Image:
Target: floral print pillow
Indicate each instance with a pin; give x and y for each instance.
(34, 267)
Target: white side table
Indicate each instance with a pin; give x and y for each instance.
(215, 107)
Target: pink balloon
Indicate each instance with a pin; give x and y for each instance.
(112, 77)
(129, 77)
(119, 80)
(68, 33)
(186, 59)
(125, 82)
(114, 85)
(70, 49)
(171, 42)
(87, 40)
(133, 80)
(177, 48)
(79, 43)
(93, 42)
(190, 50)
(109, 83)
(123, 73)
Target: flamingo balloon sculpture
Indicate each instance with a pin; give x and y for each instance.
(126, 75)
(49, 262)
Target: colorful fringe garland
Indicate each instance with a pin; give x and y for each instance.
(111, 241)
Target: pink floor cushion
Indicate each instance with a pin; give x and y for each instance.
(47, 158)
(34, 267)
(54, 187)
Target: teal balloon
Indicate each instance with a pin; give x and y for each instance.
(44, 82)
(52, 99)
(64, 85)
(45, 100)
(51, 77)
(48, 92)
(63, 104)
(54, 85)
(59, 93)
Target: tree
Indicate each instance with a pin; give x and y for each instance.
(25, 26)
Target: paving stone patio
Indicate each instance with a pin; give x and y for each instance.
┄┄┄┄┄┄
#### [Problem to work on]
Rewrite everything from the line containing "Target: colorful fringe garland" down to the end of the rows, requests included. Multiply every x and y coordinate in the answers by 0.4 and round to whole numbers, with halves going up.

#### [Correct response]
Target: colorful fringe garland
Indicate each instance with a pin; give x and y for each instance.
(44, 96)
Target: pink floor cushion
Indicate each instance with a pin; give x and y for each instance.
(19, 63)
(14, 107)
(22, 75)
Target: teal balloon
Indicate each instance with a pin; give x and y for each instance.
(18, 33)
(21, 40)
(26, 34)
(18, 40)
(20, 31)
(19, 37)
(25, 42)
(22, 34)
(24, 37)
Target: tree
Indicate each instance with a pin; give x and y for each instance.
(10, 10)
Target: paving stone patio
Indicate each instance with a pin; give x and y for each instance.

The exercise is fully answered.